Agents¶

Agents in the sidebar turns a trained checkpoint into something you can call over HTTP. Two tabs split the list:

Tab	Use for
Classic RL	Gym and PettingZoo checkpoints
Advanced Training	LLM and supervised deployments

Classic RL and Advanced Training list different kinds of agents. Checkpoints from one project type do not appear on the other tab.

Classic RL tab¶

Classic RL agents come from gym (or PettingZoo) experiments. The table lists agents tied to those runs.

Column	Meaning
Agent	Deployment name
Description	Optional text
Source Experiment	Experiment the checkpoint came from
Status	Undeployed, Pending, Deployed, or Failed (see Inference contract)
Actions	Connect / Disconnect, Delete, expand chevron when deployed

Connect starts inference for that row. Disconnect turns the endpoint off without deleting the agent. Delete removes the agent from the table.

## GIVEN RECORDS
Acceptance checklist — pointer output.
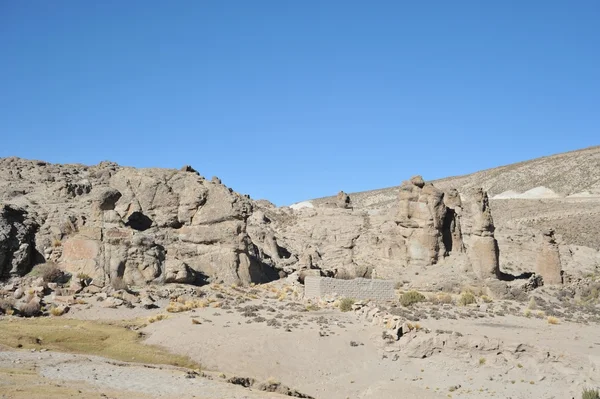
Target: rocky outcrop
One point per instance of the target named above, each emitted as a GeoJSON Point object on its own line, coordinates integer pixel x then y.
{"type": "Point", "coordinates": [139, 225]}
{"type": "Point", "coordinates": [421, 213]}
{"type": "Point", "coordinates": [17, 241]}
{"type": "Point", "coordinates": [478, 233]}
{"type": "Point", "coordinates": [343, 200]}
{"type": "Point", "coordinates": [548, 263]}
{"type": "Point", "coordinates": [162, 225]}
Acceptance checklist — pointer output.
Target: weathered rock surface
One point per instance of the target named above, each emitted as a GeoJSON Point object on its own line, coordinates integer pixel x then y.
{"type": "Point", "coordinates": [141, 225]}
{"type": "Point", "coordinates": [164, 225]}
{"type": "Point", "coordinates": [17, 240]}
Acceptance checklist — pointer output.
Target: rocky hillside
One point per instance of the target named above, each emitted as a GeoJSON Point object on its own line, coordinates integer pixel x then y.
{"type": "Point", "coordinates": [560, 191]}
{"type": "Point", "coordinates": [138, 225]}
{"type": "Point", "coordinates": [145, 226]}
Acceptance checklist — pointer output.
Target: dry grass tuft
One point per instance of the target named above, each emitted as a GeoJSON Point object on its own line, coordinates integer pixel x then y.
{"type": "Point", "coordinates": [116, 341]}
{"type": "Point", "coordinates": [50, 272]}
{"type": "Point", "coordinates": [411, 297]}
{"type": "Point", "coordinates": [346, 304]}
{"type": "Point", "coordinates": [467, 298]}
{"type": "Point", "coordinates": [441, 298]}
{"type": "Point", "coordinates": [118, 284]}
{"type": "Point", "coordinates": [31, 308]}
{"type": "Point", "coordinates": [7, 305]}
{"type": "Point", "coordinates": [590, 394]}
{"type": "Point", "coordinates": [58, 311]}
{"type": "Point", "coordinates": [158, 317]}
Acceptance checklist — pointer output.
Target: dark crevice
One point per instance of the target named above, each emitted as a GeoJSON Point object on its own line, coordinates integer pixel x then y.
{"type": "Point", "coordinates": [138, 221]}
{"type": "Point", "coordinates": [447, 228]}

## ABOUT THIS EXERCISE
In the Agents page, what happens when you click Disconnect on an agent? These records were drawn from a separate source.

## YOUR SOLUTION
It turns the endpoint off without deleting the agent.